● **Требования к заданию**
[A] В каком десятилетии XX века профессор Дайсэцу Судзуки, согласно исходному фрагменту, начал рассказывать западному миру о дзене?
[B] Допишите продолжение исходного фрагмента о дзене и китайской литературе, начав сразу после его последнего предложения.

● **Исходный фрагмент**
Задолго до того, как дзен стал расхожим словом на обложках йога-книг, он был философией для «своих» японцев в эмиграции. В 20-х годах XX века профессор Дайсэцу Судзуки начал рассказывать западному миру о дзене.

— В Калифорнии открылись первые дзен-ретриты. На самом деле, эти дзен-буддистские храмы были для своих, японцев. Но со временем, когда этим заинтересовались бедняки, а потом и хиппорствующая молодежь, они стали включать туда европейцев, которым это было очень интересно, — рассказывает Жуков.

Книга Судзуки, о которой шла речь на лекции, — почти учебник. Автор показывает, как дзен пронизывает весь культурный код Японии: от чайной церемонии до меча самурая, от ландшафтного сада до искусства тишины.

— Поймать дзен — это попытка найти выход из комнаты, — объясняет лектор. Американцы 60-х действительно в это поверили. Когда общество трещит по швам, внутреннее молчание становится почти политическим жестом.

  1. Боль, о которой нельзя не писать

В конце 70-х в материковом Китае начинается оттепель. В стране проводят политику реформы открытости, здесь же зарождается подпольная литературная жизнь. Писатели пересылают книги с Тайваня и Гонконга, перепечатывают их вручную, возят на велосипедах, читают вслух на кухнях.

Появляются жанры, которые не могли бы родиться в другое время. «Литература шрамов» — о травмах культурной революции. «Литература малой родины» — о регионах, затертых идеологией и забвением.

— Китайцы просто не пишут ни о чем, кроме своей этой боли, травме. Это не самая веселая литература. На самом деле, довольно-таки жестокая по отношению к своему читателю, — замечает лектор, объясняя, что в этот период в обиход вошел такой термин, как «одержимость Китаем».

(Фото 6)

  1. Мо Янь «Устал рождаться и умирать»

Мо Янь — писатель с Нобелевской премией и очень своеобразным чувством юмора. Его роман «Устал рождаться и умирать» начинается как трагедия, продолжается как фарс, а заканчивается почти как буддийская притча.

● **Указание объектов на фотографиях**
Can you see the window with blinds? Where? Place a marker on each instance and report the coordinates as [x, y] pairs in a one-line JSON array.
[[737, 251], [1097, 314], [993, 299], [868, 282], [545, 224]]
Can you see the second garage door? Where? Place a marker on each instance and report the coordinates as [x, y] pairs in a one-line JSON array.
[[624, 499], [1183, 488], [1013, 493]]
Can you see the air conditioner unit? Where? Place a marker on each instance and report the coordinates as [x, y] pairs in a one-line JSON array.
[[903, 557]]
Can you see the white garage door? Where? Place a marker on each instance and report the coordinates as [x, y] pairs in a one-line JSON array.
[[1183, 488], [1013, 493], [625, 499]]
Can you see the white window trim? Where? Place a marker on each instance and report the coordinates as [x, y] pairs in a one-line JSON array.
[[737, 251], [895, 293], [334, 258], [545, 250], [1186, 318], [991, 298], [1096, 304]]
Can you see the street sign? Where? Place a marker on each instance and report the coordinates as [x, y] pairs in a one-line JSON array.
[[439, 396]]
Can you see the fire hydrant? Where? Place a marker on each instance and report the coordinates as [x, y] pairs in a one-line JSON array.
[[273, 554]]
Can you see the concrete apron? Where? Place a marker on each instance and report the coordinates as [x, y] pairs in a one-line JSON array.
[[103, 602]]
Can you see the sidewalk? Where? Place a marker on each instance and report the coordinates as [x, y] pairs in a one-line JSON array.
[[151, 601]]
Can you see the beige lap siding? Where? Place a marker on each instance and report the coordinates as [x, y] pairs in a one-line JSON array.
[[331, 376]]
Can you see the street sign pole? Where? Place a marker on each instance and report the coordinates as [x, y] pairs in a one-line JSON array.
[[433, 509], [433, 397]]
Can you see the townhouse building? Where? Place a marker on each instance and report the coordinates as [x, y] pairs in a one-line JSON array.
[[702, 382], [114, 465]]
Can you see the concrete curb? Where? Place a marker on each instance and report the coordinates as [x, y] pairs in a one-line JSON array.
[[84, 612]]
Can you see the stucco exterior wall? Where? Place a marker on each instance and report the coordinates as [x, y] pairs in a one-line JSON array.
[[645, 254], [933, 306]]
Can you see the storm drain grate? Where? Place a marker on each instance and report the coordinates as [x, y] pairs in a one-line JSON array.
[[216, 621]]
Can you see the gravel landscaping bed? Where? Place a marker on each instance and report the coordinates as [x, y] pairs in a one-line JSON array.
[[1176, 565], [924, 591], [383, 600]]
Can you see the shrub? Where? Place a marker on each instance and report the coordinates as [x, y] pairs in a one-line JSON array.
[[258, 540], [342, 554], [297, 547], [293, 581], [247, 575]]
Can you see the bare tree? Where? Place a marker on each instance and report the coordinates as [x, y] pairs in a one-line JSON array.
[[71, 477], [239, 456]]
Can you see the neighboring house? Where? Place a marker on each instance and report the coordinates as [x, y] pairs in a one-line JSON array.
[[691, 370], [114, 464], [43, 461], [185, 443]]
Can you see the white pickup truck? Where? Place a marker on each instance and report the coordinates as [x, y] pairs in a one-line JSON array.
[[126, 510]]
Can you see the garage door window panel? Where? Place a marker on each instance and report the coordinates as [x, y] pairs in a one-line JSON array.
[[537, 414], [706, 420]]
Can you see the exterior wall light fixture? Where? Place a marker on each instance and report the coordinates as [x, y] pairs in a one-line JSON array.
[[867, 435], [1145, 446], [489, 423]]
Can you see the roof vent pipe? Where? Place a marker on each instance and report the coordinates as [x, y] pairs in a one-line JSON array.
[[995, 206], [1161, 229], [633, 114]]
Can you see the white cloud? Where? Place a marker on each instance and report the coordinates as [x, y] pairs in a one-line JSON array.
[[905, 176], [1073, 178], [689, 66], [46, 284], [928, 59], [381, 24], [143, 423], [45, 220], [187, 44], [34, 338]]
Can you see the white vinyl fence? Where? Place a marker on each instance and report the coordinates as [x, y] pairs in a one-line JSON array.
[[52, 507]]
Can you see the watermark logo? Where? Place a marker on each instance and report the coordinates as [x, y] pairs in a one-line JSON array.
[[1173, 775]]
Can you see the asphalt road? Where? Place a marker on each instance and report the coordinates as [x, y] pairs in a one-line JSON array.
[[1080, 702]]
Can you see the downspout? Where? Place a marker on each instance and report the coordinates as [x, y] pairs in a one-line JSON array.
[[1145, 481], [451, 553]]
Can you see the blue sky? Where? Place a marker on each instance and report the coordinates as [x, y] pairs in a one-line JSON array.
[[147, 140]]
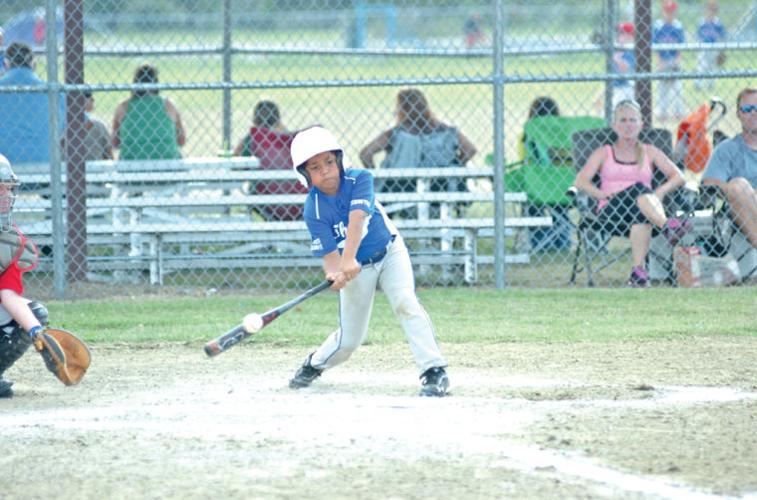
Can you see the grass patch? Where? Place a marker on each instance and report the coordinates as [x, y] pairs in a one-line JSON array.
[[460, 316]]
* * *
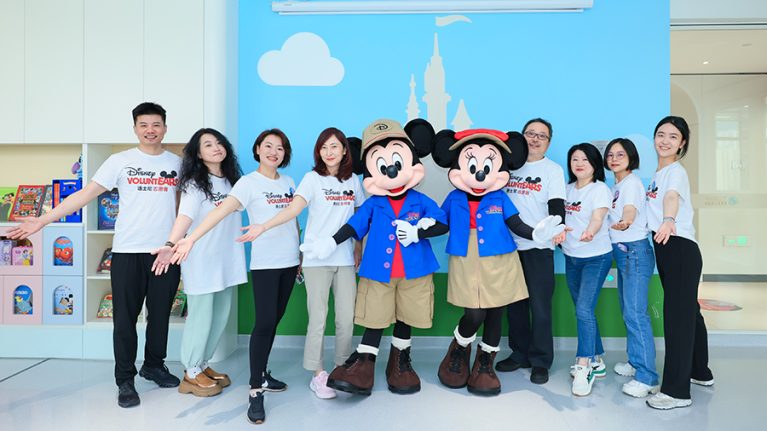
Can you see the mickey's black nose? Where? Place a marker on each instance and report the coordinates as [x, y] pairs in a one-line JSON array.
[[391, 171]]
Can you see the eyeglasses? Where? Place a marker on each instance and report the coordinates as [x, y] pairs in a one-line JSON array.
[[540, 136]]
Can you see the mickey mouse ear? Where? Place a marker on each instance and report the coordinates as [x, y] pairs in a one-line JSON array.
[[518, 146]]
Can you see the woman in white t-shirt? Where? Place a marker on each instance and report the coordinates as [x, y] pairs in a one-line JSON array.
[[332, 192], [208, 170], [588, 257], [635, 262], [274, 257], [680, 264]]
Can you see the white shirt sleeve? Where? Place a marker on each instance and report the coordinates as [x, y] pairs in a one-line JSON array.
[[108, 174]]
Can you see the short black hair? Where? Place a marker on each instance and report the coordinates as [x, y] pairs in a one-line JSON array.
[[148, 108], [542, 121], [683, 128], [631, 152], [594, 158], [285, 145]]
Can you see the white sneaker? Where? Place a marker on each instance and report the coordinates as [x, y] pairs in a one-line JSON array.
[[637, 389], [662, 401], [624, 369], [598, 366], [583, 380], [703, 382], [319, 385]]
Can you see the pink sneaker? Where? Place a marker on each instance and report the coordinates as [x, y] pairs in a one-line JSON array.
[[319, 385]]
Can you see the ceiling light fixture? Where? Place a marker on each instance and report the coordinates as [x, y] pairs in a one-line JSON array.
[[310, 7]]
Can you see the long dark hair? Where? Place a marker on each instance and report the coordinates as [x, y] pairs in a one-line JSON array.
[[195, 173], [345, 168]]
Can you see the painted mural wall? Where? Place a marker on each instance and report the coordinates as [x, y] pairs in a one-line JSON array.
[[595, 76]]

● **Ожидаемые результаты**
[A] В 20-х годах XX века.

[B]
Главный герой — зажиточный китайский крестьянин, которого в разгар культурной революции убивают. Не за что, просто так. В загробном мире он встречается с богом Ямой и возмущенно заявляет: «Я ведь вообще-то хороший!». Но Яма не из тех, кого легко растрогать. Он отправляет его обратно в деревню, но уже не человеком, а... ослом.

— И вот ты осёл, и у тебя опять культурная революция. Потом — бык. Потом — обезьяна. И с каждой новой реинкарнацией становится всё сложнее, но и яснее, — комментирует Жуков.

Со слов лектора, роман вдохновлен классической новеллой Пу Сун Линя — тем самым, о котором шла речь в самом начале лекции. У китайского сказочника тоже есть история перерождений, тоже осмысление, тот же путь понимания через страдание.

— Главный герой, конечно, может ничего плохого не сделал, но он смотрит на жизнь слишком по-человечески. Он не понимает, что еще есть обезьяны, и быки, и ослы. И жизнь вообще для всех одна, — говорит лектор.

(Фото 7)

9. «Красная птица»: попытка японцев построить новую японскую литературу

В начале XX века Япония активно пытается переизобрести себя, в том числе и в литературе. Одним из таких экспериментов стал журнал «Красная птица».

— Приглашали видных японских писателей, чтобы те обратили внимание на то, что детство — это не взрослая жизнь, это что-то еще, — рассказывает спикер.

Платон Жуков объяснил, рассказы в «Красной птице» — это не японские сказки, а ровно наоборот, — это попытка проникнуть в и ухватить эту детскую душу.

(Фото 8)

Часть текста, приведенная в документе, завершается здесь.